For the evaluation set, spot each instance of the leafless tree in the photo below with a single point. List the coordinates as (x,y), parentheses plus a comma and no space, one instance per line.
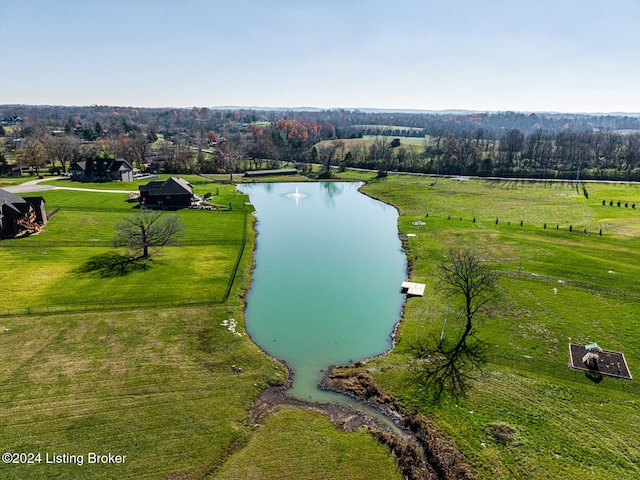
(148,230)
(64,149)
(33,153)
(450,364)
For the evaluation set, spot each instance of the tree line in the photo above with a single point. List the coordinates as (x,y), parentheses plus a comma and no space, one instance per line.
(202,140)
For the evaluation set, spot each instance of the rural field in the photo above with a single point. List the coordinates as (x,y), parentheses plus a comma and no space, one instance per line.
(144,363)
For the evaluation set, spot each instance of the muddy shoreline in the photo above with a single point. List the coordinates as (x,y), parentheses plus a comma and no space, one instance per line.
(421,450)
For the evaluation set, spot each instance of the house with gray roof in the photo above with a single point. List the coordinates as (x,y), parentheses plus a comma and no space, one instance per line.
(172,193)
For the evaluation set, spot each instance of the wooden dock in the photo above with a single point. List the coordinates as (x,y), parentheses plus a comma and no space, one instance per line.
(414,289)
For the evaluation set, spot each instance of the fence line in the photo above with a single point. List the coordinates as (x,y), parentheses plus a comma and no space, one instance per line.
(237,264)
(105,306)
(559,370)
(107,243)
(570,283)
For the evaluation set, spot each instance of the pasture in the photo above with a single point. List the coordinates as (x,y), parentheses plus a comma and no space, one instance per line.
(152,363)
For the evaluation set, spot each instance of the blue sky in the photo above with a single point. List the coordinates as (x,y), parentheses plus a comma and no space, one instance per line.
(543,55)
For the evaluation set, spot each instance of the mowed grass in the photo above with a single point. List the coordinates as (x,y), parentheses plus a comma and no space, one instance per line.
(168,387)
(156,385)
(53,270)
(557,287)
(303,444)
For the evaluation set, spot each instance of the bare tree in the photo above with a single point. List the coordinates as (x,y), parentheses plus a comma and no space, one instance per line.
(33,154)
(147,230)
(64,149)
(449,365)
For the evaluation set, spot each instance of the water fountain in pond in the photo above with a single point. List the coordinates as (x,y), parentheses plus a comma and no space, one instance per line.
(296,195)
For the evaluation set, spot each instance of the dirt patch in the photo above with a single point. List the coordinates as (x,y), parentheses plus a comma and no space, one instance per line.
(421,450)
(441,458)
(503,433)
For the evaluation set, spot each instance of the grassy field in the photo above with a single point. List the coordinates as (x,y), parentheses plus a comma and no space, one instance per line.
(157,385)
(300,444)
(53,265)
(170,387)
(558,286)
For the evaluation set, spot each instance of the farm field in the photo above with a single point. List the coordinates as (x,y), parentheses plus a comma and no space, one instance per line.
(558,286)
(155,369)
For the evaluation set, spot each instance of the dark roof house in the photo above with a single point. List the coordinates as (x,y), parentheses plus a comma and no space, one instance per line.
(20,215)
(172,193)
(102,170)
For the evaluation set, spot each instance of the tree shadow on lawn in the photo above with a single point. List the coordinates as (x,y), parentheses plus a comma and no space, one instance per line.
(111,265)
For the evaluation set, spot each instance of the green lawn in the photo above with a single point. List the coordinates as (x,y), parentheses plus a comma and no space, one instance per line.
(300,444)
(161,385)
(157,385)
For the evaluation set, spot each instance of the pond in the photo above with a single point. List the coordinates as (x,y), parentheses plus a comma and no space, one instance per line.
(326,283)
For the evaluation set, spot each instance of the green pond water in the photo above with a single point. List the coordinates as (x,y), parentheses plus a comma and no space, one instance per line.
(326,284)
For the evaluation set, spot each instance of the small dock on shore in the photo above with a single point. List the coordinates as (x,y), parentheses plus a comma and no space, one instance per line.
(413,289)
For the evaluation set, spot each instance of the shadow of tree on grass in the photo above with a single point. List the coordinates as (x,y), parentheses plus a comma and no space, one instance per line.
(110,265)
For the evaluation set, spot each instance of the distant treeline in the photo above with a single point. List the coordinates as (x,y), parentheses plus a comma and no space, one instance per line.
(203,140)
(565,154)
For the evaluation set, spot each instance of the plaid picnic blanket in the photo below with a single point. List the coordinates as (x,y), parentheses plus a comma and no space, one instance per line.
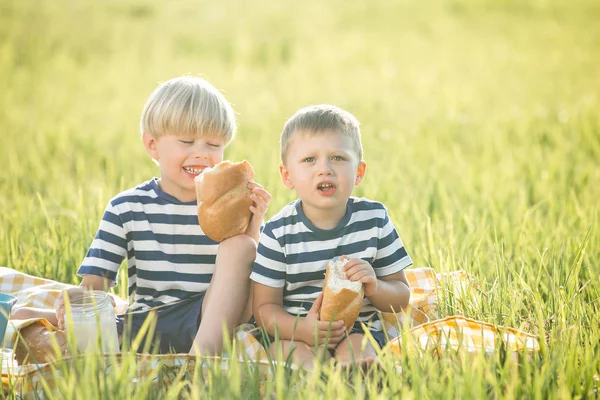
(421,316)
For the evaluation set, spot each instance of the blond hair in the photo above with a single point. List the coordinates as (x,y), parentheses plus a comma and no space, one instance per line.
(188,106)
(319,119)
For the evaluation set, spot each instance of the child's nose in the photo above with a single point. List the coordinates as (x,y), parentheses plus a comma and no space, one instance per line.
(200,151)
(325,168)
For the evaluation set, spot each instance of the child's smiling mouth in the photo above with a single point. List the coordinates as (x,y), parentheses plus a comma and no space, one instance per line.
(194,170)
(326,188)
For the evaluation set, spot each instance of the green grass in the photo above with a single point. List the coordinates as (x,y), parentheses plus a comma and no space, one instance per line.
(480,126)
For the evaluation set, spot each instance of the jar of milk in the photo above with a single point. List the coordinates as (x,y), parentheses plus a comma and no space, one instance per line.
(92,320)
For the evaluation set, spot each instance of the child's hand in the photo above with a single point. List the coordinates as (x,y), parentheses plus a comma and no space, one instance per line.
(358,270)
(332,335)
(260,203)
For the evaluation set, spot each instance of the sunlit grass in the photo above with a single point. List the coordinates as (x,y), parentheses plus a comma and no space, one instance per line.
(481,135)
* * *
What you need to do: Copy the listing over exactly, skipping the pictures it holds.

Complete answer:
For the evaluation set, spot each instance of the leafless tree in the photo below with a single point. List the coordinates as (x,y), parentheses plus a comma and no space, one instance per line.
(148,230)
(64,149)
(33,153)
(450,364)
For the evaluation set, spot each instance of the tree line in the photo above with a single point. List the coordinates as (x,y), parentheses plus a comma and no space, one instance per line.
(202,140)
For the evaluation set, spot each instance of the rural field in the photo above with a single point. List the coordinates as (x,y), parentheses plus a comma and no space, one instance per line.
(144,363)
For the evaluation set, spot each instance of the muddy shoreline in the photo above with a single point. List the coordinates as (x,y), parentheses plus a comma and no space, one instance per line.
(421,450)
For the evaluation set, spot each instance of the house with gray roof in the photo above with a single point. List the coordinates as (x,y), parentheses plus a comma and no space, one instance per line.
(172,193)
For the evaluation set, spot each instance of the wooden dock in the photo above with a single point. List the coordinates as (x,y), parentheses plus a comma and no space, one instance per line.
(414,289)
For the evaluation set, spot each instance of the fence line in the photo above with a single point. List the coordinates as (x,y), parentheses plus a comma and no space, one instance per line.
(237,264)
(105,306)
(559,370)
(107,243)
(570,283)
For the evaluation set, spot each instance of the pasture in the photo above with a single point. List the coordinates as (x,y), parentheses plus a comma and no space, one instance per line.
(152,363)
For the evaluation set, spot each instance of the blue sky in the photo above with a single point. List the coordinates as (x,y), parentheses plus a comma and no space, one instance per line.
(543,55)
For the evaluation set, spot each instance of the mowed grass in the photo above with a single point. List the coordinates as (x,y), parentheses plus a comma and no space, one instance per line.
(168,387)
(156,385)
(53,270)
(557,287)
(303,444)
For the evaluation set, spot each instance of the bare tree in the photo above with a single point. List the coordinates as (x,y), parentheses plus a comma and no space, one instance per line.
(33,154)
(147,230)
(64,149)
(449,365)
For the evaluation set, spot each instance of the water fountain in pond in the photo above with a single point. List the coordinates as (x,y), parentheses plus a comma and no space, one instance per line.
(296,195)
For the evaluation set, spot each instance of the dirt patch in the photo above with a single point. List the coordinates as (x,y), parentheses plus a comma and no space, one instance per line.
(421,450)
(441,458)
(503,433)
For the evaluation set, spot each instance of the grassy field in the photo above with a single point. List the coordinates as (x,y), parentheses plus a comma and no space, one instance per line.
(157,385)
(300,444)
(53,265)
(170,387)
(558,286)
For the evaluation set, spot each instance of the farm field in the photo above with a single point. List the coordinates as (x,y), parentheses plus a comma and no space, one instance per line.
(558,286)
(155,369)
For the evaluation set, spot each instance of the dark roof house in the photo above with a single point. List the coordinates as (x,y), parentheses plus a comma and no space, one instance per line.
(20,215)
(172,193)
(102,170)
For the evaluation set, spot each instance of the tree shadow on lawn in the photo above with a single point. List the coordinates as (x,y), parentheses plus a comma and no space, one instance per line.
(111,265)
For the evaluation set, spot each instance of the green lawn in the photo above with a single point. List the coordinates as (x,y), parentheses plus a comma and no space, one instance per line.
(300,444)
(161,385)
(157,385)
For the evaluation set, spot each instance of the pond in the photo above with a single point. List the coordinates as (x,y), parentheses plus a comma and no space, one instance per line.
(326,283)
For the evaluation set, spot each instance of the green pond water in the photo above with a single point. List the coordinates as (x,y), parentheses plus a comma and no space, one instance per line.
(326,284)
For the evaluation set, spot each instance of the small dock on shore in the photo above with a single point. List the coordinates as (x,y), parentheses plus a comma and no space, one instance per line.
(413,289)
For the evaluation set, spot each instance of the shadow of tree on grass in the photo above with a single point. List the coordinates as (x,y), parentheses plus a comma and no space, one instance per line.
(110,265)
For the evaluation set, spot each instance of the distant treeline in the photo above with a single point. List the coordinates as (x,y), parentheses plus a comma and no space, one instance per line.
(203,140)
(565,154)
For the evaluation set, spot each instance of the plaid picnic blanket in the photo below with a single point. List the coordinates as (x,y), parentheses plus a comma and no space, one instance per line.
(421,316)
For the evaluation set, spot each instance of the blond hair in the photo above with a single point. List the coordinates as (x,y), parentheses plus a comma and no space, one instance per line.
(188,106)
(319,119)
For the evaluation set, spot each instance of the child's nose in the photo above with a single point. List the coordinates as (x,y), parentheses plus a comma and no space, one instance per line.
(200,151)
(325,168)
For the evaluation set, spot each instance of the child's smiling mouth in the photo above with a single point. List the coordinates as (x,y), parentheses plus a comma and no space, one instance per line.
(194,170)
(326,188)
For the evaluation set, spot each instance of the green grass in the photo above with a single point. List the coordinates as (x,y), parentheses plus a comma and no space, one instance per line.
(480,126)
For the evaluation set, spot each instance of the jar of milk in the photo above with a single point. List the coordinates as (x,y), parentheses plus a comma and no space, one instance per line.
(92,320)
For the evaluation set, spot each instance of the child's hand in the photo above with a single point. List the coordinates as (x,y), parentheses plus a comma and no space, one instance per line.
(358,270)
(332,335)
(260,203)
For the evaluation set, spot each instance of the sunlit grass in the photo above with a single point. List the coordinates as (x,y), parentheses plus a comma and no space, one instance per line.
(481,135)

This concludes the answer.